━━━ WORKING DATA

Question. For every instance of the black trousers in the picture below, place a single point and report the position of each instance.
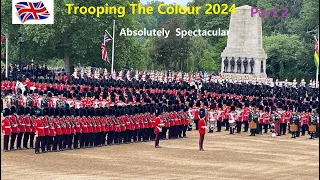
(189, 126)
(239, 124)
(88, 140)
(19, 140)
(151, 133)
(57, 142)
(164, 132)
(252, 132)
(157, 138)
(12, 140)
(219, 124)
(117, 137)
(201, 141)
(226, 124)
(6, 142)
(40, 144)
(283, 128)
(32, 140)
(83, 140)
(265, 127)
(145, 134)
(63, 141)
(196, 122)
(50, 140)
(260, 129)
(69, 140)
(76, 140)
(110, 137)
(304, 129)
(26, 139)
(185, 126)
(246, 126)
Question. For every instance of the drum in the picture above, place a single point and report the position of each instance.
(252, 125)
(312, 128)
(293, 127)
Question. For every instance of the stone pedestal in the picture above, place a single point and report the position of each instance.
(245, 41)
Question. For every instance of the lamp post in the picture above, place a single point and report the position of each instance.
(20, 43)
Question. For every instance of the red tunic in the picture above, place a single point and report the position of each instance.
(201, 123)
(6, 127)
(39, 127)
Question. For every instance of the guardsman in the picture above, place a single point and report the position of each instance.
(261, 114)
(266, 117)
(57, 126)
(220, 115)
(14, 127)
(232, 119)
(77, 129)
(84, 129)
(33, 127)
(21, 126)
(202, 128)
(239, 120)
(226, 111)
(6, 129)
(27, 120)
(40, 143)
(304, 121)
(52, 131)
(158, 124)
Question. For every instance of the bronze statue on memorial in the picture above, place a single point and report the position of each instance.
(239, 65)
(226, 63)
(232, 63)
(251, 65)
(245, 65)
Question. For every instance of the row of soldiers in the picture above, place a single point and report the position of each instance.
(65, 129)
(260, 119)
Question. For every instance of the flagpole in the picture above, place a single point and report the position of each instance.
(113, 36)
(7, 54)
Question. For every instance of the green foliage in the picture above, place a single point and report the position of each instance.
(76, 39)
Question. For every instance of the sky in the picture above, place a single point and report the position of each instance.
(181, 2)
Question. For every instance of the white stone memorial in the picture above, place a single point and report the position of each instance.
(244, 41)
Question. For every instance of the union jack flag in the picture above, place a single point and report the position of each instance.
(106, 39)
(32, 10)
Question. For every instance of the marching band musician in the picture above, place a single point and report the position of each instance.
(27, 120)
(40, 134)
(158, 124)
(312, 124)
(212, 117)
(52, 132)
(260, 122)
(285, 117)
(58, 131)
(239, 119)
(294, 123)
(220, 115)
(202, 129)
(14, 127)
(232, 119)
(6, 129)
(253, 120)
(266, 118)
(21, 126)
(304, 121)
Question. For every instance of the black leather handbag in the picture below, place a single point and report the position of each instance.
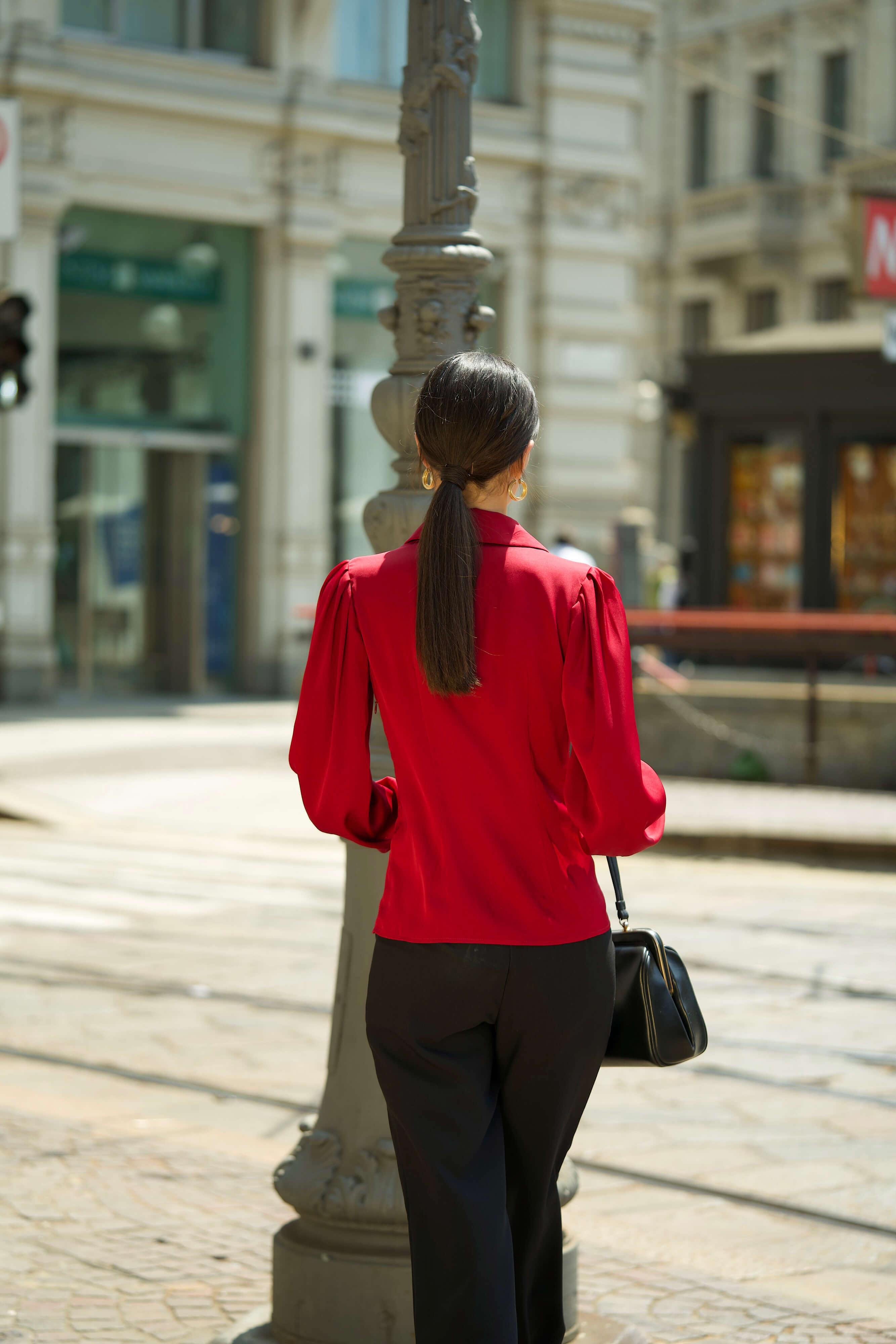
(656, 1019)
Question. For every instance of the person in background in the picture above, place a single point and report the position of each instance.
(567, 550)
(504, 681)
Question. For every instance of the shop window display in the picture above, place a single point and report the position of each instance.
(765, 529)
(154, 323)
(864, 529)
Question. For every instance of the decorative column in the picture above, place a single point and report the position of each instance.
(437, 256)
(342, 1269)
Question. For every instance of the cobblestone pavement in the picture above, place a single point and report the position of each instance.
(167, 958)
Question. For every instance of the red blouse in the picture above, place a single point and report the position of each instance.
(500, 798)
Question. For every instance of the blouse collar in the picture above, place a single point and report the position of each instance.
(495, 530)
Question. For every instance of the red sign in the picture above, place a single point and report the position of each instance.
(881, 247)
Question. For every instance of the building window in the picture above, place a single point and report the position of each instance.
(371, 44)
(832, 300)
(696, 319)
(835, 104)
(495, 79)
(765, 126)
(863, 533)
(699, 139)
(765, 526)
(371, 41)
(762, 310)
(223, 26)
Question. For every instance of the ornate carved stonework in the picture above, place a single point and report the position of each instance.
(369, 1191)
(437, 256)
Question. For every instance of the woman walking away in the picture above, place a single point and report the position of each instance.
(504, 682)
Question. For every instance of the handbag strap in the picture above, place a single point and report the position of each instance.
(623, 915)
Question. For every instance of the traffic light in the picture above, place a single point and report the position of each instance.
(14, 349)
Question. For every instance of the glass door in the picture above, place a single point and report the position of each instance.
(101, 498)
(145, 568)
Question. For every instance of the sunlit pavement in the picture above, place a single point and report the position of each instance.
(168, 935)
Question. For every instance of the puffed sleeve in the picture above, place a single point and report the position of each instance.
(614, 799)
(331, 741)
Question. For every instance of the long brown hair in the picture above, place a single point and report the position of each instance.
(476, 416)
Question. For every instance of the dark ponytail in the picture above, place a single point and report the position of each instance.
(476, 416)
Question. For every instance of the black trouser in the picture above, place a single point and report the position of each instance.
(487, 1057)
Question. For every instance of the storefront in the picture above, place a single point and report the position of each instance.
(152, 412)
(793, 483)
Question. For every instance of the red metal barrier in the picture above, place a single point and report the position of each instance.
(807, 635)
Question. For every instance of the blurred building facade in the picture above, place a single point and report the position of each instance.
(207, 190)
(773, 209)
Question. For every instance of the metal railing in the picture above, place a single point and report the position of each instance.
(809, 636)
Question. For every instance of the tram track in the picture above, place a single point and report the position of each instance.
(300, 1108)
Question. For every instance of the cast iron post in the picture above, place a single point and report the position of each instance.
(342, 1269)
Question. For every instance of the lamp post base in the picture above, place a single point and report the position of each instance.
(339, 1286)
(332, 1287)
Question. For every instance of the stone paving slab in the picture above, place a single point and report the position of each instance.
(187, 921)
(116, 1236)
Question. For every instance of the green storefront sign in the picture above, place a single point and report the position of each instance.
(139, 278)
(362, 298)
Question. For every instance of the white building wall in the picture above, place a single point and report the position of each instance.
(308, 161)
(711, 244)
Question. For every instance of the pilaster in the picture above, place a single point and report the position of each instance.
(589, 331)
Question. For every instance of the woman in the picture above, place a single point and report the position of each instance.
(504, 682)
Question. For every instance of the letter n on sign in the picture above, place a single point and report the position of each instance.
(881, 247)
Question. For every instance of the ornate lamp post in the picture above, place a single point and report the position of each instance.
(342, 1269)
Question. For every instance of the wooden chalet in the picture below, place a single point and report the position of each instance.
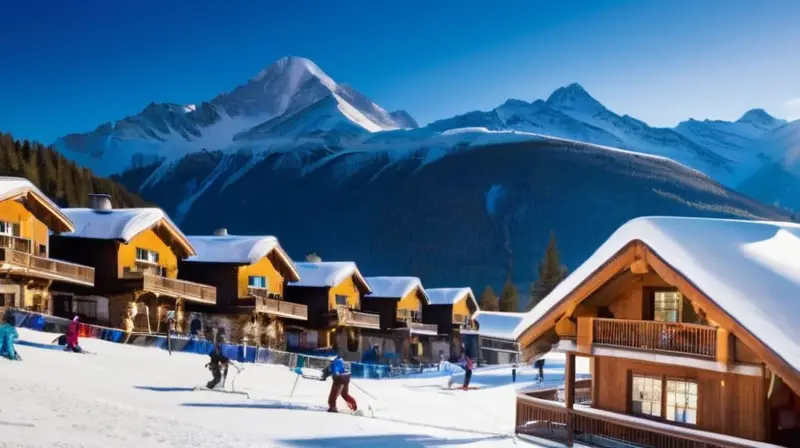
(495, 342)
(27, 271)
(690, 327)
(400, 302)
(333, 293)
(250, 274)
(452, 310)
(135, 253)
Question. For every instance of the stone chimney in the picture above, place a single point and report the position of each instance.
(100, 202)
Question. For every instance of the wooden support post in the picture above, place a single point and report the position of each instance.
(569, 394)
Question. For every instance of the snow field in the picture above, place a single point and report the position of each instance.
(133, 396)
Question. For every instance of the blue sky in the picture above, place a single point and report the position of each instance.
(68, 66)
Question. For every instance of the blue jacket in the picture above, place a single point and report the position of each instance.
(8, 335)
(337, 366)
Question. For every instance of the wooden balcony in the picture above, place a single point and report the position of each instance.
(16, 243)
(156, 283)
(281, 308)
(553, 420)
(346, 317)
(666, 337)
(24, 263)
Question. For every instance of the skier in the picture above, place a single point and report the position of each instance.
(217, 365)
(341, 385)
(468, 374)
(72, 337)
(8, 334)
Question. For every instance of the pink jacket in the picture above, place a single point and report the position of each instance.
(72, 333)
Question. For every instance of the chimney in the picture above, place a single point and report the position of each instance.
(100, 202)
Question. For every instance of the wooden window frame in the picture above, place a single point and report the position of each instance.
(664, 379)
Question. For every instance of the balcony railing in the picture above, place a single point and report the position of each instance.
(351, 318)
(281, 308)
(552, 420)
(697, 340)
(16, 243)
(47, 267)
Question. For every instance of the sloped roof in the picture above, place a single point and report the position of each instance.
(394, 287)
(327, 273)
(749, 269)
(237, 249)
(13, 187)
(121, 224)
(451, 296)
(499, 325)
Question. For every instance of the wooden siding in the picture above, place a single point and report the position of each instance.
(30, 227)
(151, 241)
(347, 288)
(263, 268)
(727, 403)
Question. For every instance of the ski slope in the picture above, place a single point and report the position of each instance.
(126, 396)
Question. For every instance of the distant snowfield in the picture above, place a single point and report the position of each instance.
(127, 396)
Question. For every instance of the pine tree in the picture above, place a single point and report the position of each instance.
(509, 298)
(489, 300)
(551, 273)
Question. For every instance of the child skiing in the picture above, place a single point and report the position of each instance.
(340, 386)
(8, 334)
(72, 337)
(217, 365)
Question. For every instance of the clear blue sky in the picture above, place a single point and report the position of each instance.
(68, 66)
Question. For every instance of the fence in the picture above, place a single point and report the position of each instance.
(241, 353)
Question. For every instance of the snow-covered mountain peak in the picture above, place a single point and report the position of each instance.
(574, 98)
(760, 118)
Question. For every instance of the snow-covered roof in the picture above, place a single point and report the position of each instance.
(13, 187)
(121, 224)
(327, 273)
(238, 249)
(394, 287)
(498, 325)
(450, 296)
(749, 269)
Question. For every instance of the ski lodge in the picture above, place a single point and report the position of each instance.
(690, 327)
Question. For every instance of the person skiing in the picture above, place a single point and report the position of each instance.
(217, 365)
(72, 337)
(8, 335)
(340, 386)
(468, 370)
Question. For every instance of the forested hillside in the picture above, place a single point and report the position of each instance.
(65, 182)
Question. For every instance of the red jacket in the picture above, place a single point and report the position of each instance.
(72, 334)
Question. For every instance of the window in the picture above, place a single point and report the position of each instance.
(668, 306)
(146, 255)
(646, 395)
(9, 228)
(255, 281)
(682, 401)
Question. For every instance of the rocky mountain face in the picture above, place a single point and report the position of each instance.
(463, 200)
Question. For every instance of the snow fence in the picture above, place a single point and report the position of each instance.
(241, 353)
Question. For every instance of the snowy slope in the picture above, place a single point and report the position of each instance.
(110, 400)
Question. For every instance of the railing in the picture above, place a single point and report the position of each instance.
(698, 340)
(16, 243)
(552, 420)
(347, 317)
(48, 267)
(195, 292)
(281, 308)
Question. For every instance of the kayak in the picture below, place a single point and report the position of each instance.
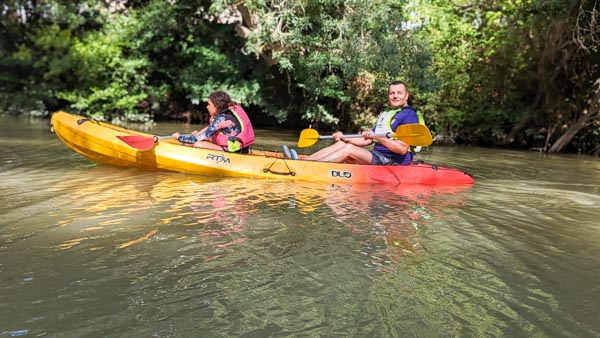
(103, 143)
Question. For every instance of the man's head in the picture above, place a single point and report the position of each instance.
(397, 94)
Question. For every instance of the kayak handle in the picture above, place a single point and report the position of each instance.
(291, 173)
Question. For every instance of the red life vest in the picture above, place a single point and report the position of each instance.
(246, 135)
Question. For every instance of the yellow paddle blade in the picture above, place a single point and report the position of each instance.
(414, 134)
(308, 137)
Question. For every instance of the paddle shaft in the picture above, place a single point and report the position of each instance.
(389, 134)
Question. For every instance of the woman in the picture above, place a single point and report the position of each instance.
(229, 127)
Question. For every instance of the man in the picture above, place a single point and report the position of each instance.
(387, 151)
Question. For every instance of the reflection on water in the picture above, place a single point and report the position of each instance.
(90, 250)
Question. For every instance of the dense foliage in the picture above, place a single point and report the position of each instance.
(516, 73)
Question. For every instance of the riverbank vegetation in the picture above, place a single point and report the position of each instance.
(500, 73)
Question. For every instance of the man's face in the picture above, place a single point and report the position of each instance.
(397, 96)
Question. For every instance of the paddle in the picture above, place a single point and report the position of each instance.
(415, 134)
(142, 142)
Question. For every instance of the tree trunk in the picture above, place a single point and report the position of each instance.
(589, 114)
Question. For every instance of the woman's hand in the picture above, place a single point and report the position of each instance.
(338, 136)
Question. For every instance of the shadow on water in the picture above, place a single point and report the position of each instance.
(89, 250)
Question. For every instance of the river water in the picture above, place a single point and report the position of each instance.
(101, 251)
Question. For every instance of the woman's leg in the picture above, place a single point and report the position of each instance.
(326, 151)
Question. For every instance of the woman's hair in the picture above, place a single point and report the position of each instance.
(221, 100)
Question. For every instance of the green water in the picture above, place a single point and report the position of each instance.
(100, 251)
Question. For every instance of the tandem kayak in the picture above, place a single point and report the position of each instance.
(102, 142)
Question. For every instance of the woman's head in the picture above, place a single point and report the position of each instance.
(220, 101)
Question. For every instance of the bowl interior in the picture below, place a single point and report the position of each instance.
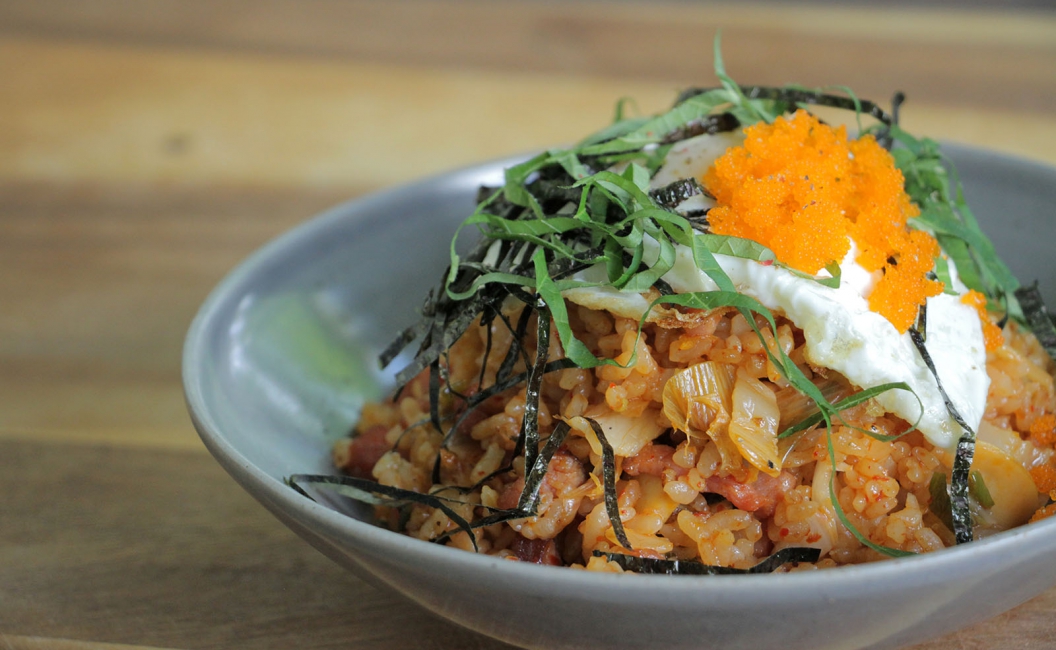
(283, 355)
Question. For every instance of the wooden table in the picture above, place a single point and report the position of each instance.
(146, 147)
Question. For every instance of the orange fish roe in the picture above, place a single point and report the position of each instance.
(802, 188)
(1043, 431)
(992, 333)
(1044, 477)
(1043, 513)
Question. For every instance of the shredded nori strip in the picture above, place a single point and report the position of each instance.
(377, 494)
(940, 505)
(529, 425)
(536, 472)
(676, 567)
(674, 193)
(709, 126)
(1038, 318)
(533, 211)
(608, 482)
(960, 512)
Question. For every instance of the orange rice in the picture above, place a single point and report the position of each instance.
(676, 498)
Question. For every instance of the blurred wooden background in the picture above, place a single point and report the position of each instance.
(148, 146)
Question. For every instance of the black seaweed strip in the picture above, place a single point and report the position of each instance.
(921, 325)
(1037, 317)
(534, 474)
(663, 287)
(711, 125)
(516, 346)
(395, 496)
(884, 138)
(608, 482)
(529, 425)
(434, 395)
(962, 459)
(675, 567)
(940, 505)
(674, 193)
(487, 319)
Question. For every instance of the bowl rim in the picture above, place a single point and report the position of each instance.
(262, 485)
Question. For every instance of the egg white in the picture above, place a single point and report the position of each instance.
(841, 331)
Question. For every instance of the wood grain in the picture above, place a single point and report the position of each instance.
(148, 146)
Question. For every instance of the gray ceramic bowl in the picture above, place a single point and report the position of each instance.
(281, 357)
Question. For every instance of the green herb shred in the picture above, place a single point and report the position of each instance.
(563, 211)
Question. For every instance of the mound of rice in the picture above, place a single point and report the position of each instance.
(678, 499)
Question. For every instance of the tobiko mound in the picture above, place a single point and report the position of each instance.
(724, 339)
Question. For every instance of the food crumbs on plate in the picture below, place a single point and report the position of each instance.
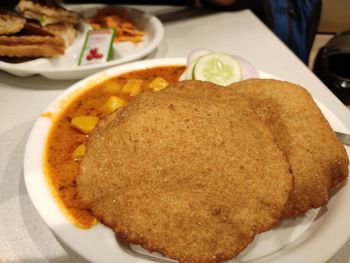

━━━━━━

REQUIREMENT :: Rewrite the records as a two-column CSV with the header columns text and answer. Start with the line containing "Question. For every instance of the storefront" and go on through the line containing "(332, 1287)". Give one row per record, with each field in quotation marks and line breaks replaced by spaces.

FINISHED EXERCISE ::
text,answer
"Question. For every instance of the storefront in the picture above, place a single point and report the position of each instance.","(152, 412) (793, 483)"
"Question. For every instance of the red metal barrier in the picture above, place a single point and report the position of each instance.","(807, 635)"
"Question. For every instance of the blurred building facade in the picture above, place a single point and report the position of each instance.","(207, 190) (773, 209)"
"Question. For every instance of the metal railing in the picture above, place a single point and report the position of each instance.","(809, 636)"
"Question. For every instance of the tram track in the picture above, place a single point and report the position of each instance.","(300, 1108)"
"Question. For every instance of the cast iron post in the picture above, place a single point and report the position of each instance.","(342, 1269)"
"Question. For every instance of the lamp post base in the picture above, place a single point and report the position of each instance.","(339, 1286) (332, 1287)"